>> Begin The input

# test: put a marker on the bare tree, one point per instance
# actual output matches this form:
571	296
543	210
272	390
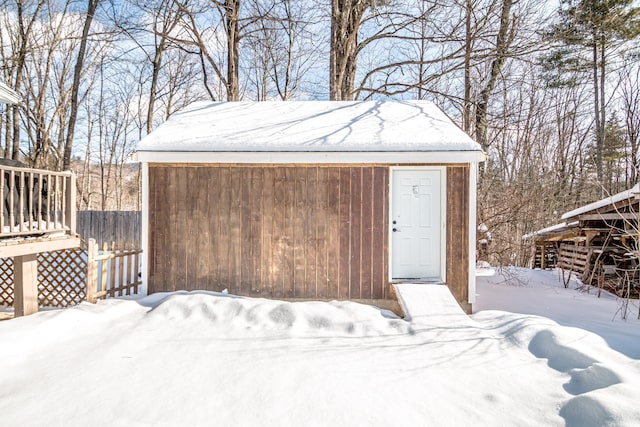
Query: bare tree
92	5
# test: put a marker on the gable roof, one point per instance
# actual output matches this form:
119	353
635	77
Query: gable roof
8	96
607	201
309	126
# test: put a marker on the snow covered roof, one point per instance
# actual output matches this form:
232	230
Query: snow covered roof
8	96
309	126
551	229
624	195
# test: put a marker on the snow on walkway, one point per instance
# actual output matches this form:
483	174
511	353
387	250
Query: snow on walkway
430	304
202	358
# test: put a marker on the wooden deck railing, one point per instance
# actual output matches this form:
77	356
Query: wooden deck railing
36	202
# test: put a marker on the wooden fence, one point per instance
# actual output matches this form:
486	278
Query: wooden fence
112	271
68	277
109	226
36	201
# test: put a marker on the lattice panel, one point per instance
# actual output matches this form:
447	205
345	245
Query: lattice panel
6	281
61	278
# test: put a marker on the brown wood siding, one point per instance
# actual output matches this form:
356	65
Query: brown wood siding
276	231
458	234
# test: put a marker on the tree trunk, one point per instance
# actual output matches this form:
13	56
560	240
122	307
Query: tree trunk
466	110
232	8
77	72
503	41
346	17
596	108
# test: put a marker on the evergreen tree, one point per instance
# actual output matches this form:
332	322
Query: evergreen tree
588	35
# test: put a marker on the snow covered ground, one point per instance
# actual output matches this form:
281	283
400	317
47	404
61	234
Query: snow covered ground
534	354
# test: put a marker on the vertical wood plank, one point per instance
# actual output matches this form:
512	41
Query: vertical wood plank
235	231
280	234
183	230
256	188
221	230
322	219
245	233
310	235
366	251
25	281
355	290
131	278
195	248
269	268
333	232
378	233
344	277
113	283
92	271
208	208
299	221
457	233
290	232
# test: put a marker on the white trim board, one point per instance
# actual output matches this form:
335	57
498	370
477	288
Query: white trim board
443	218
291	157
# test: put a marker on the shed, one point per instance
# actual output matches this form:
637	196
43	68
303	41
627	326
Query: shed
309	200
597	241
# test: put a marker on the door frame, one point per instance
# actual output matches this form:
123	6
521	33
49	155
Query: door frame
443	217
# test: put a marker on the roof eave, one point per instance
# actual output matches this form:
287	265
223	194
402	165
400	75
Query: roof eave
311	157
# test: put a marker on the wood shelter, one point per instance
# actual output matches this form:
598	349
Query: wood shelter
309	200
598	241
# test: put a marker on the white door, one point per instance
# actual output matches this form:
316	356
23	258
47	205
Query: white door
416	224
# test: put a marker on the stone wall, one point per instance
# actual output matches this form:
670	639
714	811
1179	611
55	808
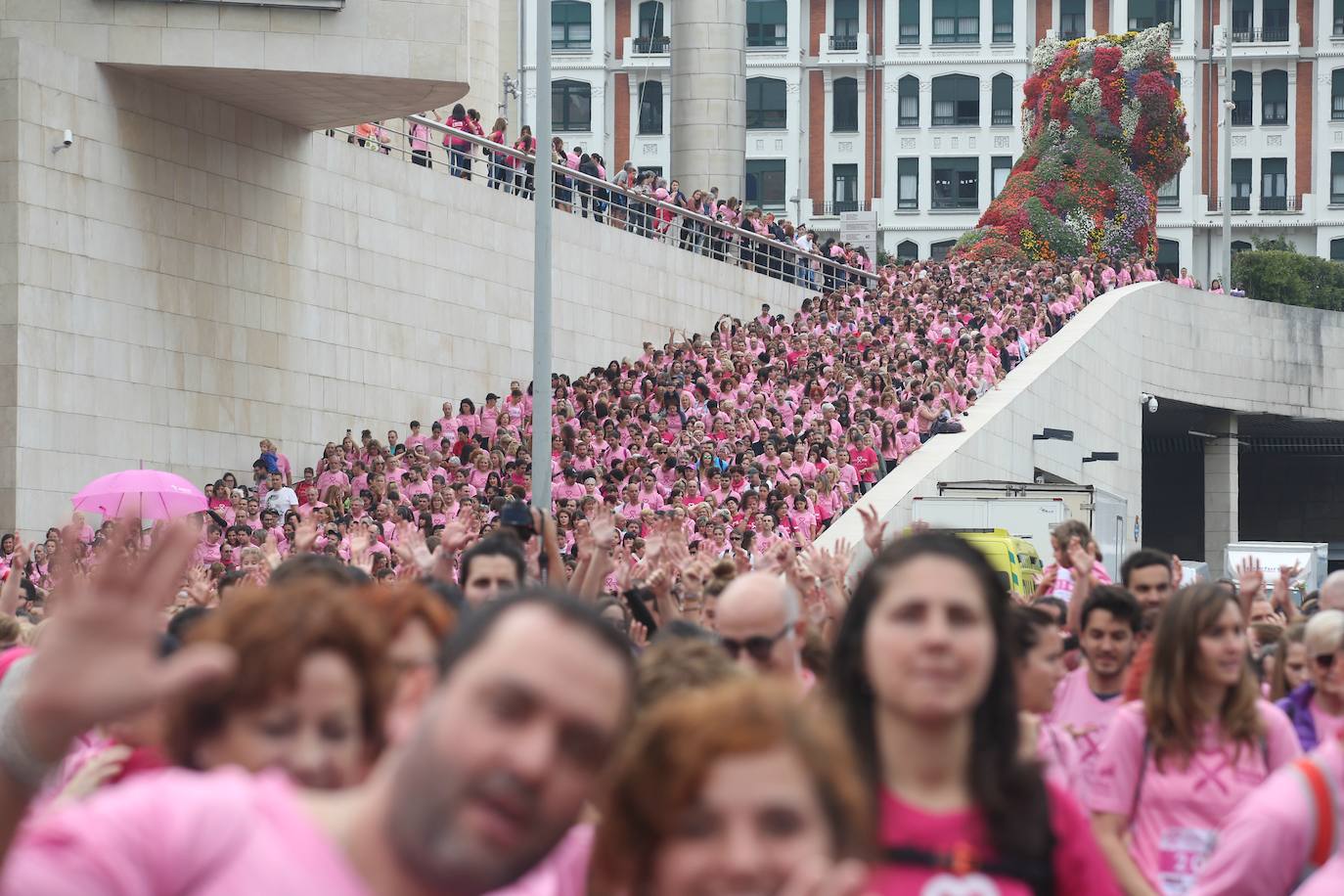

>> End The input

Exercise requirements ▸ Extract each line from the data above that contains the string "deck".

Solution ▸
# test: put a marker on the wooden deck railing, one point per instance
Query: wooden deck railing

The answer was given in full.